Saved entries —

========================================================================

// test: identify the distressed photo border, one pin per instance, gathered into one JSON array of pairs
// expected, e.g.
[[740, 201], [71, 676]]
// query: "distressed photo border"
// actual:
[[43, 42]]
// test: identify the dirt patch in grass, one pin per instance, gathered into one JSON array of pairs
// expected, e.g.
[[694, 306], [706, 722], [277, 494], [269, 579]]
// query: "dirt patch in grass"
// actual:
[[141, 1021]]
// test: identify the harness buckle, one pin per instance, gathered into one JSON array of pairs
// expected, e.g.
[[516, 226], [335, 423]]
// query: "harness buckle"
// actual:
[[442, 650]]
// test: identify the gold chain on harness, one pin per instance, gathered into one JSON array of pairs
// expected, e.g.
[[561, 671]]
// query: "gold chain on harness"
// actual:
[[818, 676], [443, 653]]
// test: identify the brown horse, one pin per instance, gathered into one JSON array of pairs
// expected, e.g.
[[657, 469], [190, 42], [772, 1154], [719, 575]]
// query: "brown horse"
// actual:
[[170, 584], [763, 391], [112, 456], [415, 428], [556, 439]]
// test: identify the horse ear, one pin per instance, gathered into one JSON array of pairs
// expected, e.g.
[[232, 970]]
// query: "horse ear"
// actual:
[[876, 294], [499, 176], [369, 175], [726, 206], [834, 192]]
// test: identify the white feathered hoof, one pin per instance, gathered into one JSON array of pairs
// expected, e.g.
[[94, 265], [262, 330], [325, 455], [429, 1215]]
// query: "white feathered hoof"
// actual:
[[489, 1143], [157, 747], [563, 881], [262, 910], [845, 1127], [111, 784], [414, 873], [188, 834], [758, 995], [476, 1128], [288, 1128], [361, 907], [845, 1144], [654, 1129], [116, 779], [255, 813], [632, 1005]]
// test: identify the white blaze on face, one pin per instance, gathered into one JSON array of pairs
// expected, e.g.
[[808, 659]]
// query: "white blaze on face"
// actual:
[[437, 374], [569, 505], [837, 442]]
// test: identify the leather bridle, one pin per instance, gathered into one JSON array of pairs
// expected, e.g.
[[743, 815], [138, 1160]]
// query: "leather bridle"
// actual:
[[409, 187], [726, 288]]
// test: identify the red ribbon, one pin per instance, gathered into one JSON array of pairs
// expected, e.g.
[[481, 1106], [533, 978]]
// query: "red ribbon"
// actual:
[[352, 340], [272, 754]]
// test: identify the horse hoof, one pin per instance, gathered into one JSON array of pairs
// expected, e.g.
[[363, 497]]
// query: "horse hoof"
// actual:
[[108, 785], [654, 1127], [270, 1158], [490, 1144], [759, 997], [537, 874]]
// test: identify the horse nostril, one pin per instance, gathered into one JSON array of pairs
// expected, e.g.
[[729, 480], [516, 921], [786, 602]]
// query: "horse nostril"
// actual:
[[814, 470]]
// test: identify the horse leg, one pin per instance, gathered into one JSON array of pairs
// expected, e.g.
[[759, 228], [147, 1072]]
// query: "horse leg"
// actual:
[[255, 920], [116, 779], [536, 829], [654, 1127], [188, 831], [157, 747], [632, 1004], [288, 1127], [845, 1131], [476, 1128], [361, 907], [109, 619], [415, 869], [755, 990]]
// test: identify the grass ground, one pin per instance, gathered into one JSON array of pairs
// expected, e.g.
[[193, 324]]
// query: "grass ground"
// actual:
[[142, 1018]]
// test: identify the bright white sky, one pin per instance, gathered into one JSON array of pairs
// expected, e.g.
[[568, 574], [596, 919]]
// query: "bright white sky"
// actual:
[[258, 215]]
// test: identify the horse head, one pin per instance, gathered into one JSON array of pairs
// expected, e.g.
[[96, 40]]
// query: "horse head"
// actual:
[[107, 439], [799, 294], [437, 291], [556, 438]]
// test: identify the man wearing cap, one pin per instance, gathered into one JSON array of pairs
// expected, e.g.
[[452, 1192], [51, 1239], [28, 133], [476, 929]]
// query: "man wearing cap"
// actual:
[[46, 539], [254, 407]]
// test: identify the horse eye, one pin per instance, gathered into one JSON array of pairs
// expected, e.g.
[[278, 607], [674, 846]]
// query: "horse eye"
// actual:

========================================================================

TASK DESCRIPTION —
How many lines of the data include the word "white"? Reply with the number and nothing else.

WRITTEN REPLY —
6